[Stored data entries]
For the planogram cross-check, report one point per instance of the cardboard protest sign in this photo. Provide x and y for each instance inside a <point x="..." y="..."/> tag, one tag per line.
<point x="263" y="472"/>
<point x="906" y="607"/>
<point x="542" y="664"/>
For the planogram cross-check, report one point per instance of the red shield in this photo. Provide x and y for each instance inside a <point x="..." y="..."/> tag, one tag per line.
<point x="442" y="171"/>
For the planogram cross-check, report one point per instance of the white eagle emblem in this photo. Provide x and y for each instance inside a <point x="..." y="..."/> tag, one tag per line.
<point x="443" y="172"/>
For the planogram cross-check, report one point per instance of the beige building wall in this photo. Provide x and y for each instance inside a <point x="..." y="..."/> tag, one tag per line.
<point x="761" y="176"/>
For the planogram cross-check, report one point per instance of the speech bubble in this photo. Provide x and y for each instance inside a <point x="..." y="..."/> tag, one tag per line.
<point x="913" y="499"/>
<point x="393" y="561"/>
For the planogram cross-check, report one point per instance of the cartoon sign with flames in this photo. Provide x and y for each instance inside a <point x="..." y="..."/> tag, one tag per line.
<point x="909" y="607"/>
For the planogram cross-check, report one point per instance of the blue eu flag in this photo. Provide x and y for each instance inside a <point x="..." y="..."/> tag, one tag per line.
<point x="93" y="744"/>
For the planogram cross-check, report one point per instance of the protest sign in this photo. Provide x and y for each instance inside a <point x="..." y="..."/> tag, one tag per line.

* _Assignment_: This exercise requires the entries above to be restated exactly.

* _Exercise solution_:
For the planogram cross-check, report one point per instance of the cardboard protest sign in this photo. Provide x and y for each instance inside a <point x="..." y="..."/> tag, one tag per line.
<point x="263" y="472"/>
<point x="906" y="607"/>
<point x="542" y="664"/>
For the planogram cross-check, report one point per instance of the red shield in this photo. Provide x and y for each instance inside a <point x="..." y="..."/> tag, one tag per line.
<point x="442" y="171"/>
For the planogram cross-check, report one point per instance of the white eagle emblem in this photo. Provide x and y for each instance inside a <point x="..." y="..."/> tag, one tag per line.
<point x="443" y="172"/>
For the planogram cross-check, report one point per instance of the beige building wall in this photo. Provide x and y for each instance inside a <point x="..." y="..."/> tag, one tag per line.
<point x="761" y="176"/>
For the planogram cross-check, report one point per instance of the speech bubble in this photo. Provide x and y for each instance inside a <point x="..." y="..."/> tag, one tag per line.
<point x="913" y="499"/>
<point x="393" y="561"/>
For the planogram cross-check, report one point per instance of the cartoon sign with flames in this photo. Provide x and y for each instance inside a <point x="..." y="..."/> tag, one tag per line.
<point x="909" y="607"/>
For the planogram cross-check, report one point per instance of the blue eu flag in this photo. Provide x and y for each instance inside a <point x="..." y="..."/> tag, one tag per line.
<point x="93" y="744"/>
For the planogram cross-check, report one point per instance of the protest sign in this photo. Provide x and y for each instance inside a <point x="..." y="..."/> tag, one tag per line.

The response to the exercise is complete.